** ARTICLE **
--------------------

THEY’RE LIKE BUSES, BIG AND RED AND DESTROYED BY DUBAI DOCKERS
Honestly, you wait for one lookee-likee 28mm Scarecrow figure to come along, and then two arrive at once. And then a handy family to go with them. This is Nerdlord all over again!

IN BED WITH MAH DOCTOR…
Local (and Old – Ed) news now, with this example of the handyman’s art, a TARDIS bed. We’ve all seen it, admired its craft and simplicity, maybe even coveted it. It’s a kid’s bed, guys! The only way it could surely be meant for DW fans of a certain other age is that it’s, er, a single.

5H*CK 0F TH N^W?
Everybody loves a  little nostalgia, a little skewed commentary and a fair amount of intelligence, don’t they? I reckon. So stand up, step aside and get down for Freaky Trigger’s pˆnk s lord sükråt cunctør who has for the last few whiles been going through a random selection of Classic Who (mainly “BadBaker” – and that’s not who you’d assume) and offering his decidedly unique take on it all in the FT series Time Reconsidered as a Helix of Semi-Precious Who. Okay, you need to concentrate and the punctuation’s like something out of The Invisible Enemy, but it adds to it all. Really fun, thought-provoking stuff.

MING MONGS IT SHALL BE!
More reading! Courtesy of Dave and reviewed in don’t-dare-be-negative Kasterborous, it’s Planet of the Ming Mongs fanzine! Brilliant! And free.

D’OH! A NEEDLE PULLING THREAD?
Just when you think you’ve seen everything Craft 2.0 can do to Who, miniature crochet Doctors. Not sure about Chris, but they’ve got Smithy down pat!

--------------------

** EXTRACTED MATERIAL **

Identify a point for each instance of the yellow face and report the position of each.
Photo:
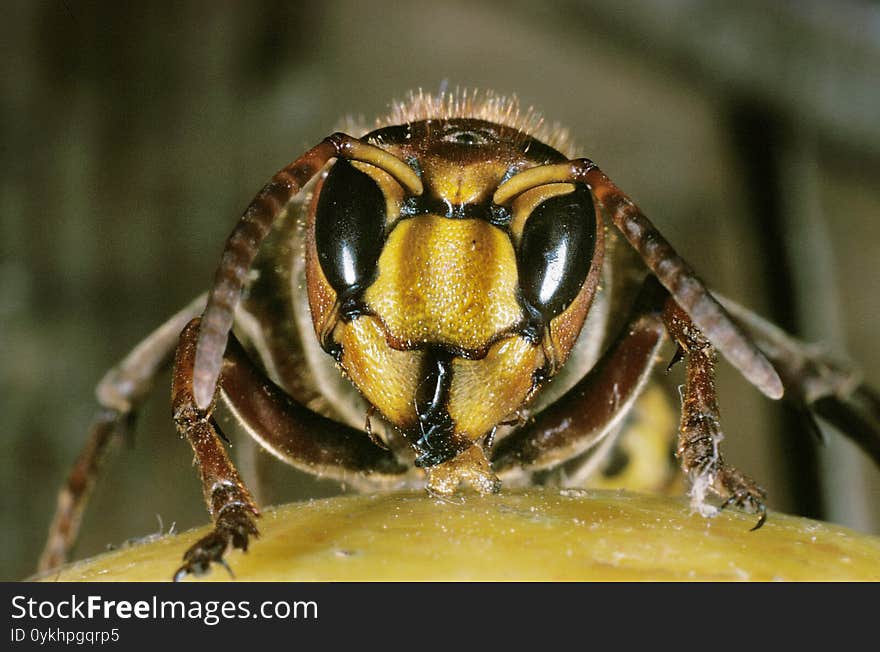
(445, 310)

--------------------

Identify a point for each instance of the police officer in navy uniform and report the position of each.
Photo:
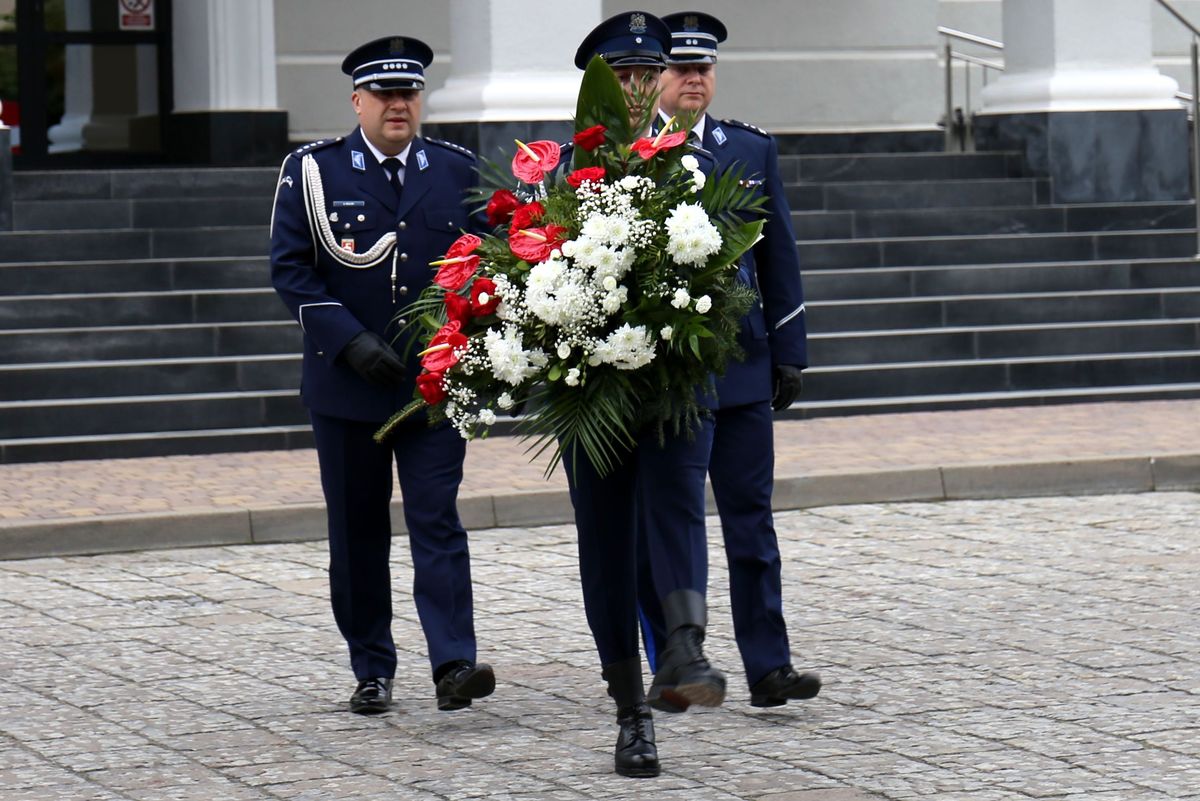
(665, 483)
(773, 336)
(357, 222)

--------------------

** WHAT NEEDS TO BE DONE **
In one to three sentences, explain why the article's first headline compares the Scarecrow figures to buses. The items above have no connection to the article.

** SOLUTION TO THIS EXERCISE **
Like buses, you wait for one lookalike 28mm Scarecrow figure to come along, and then two arrive at once. A family to go with them follows after that.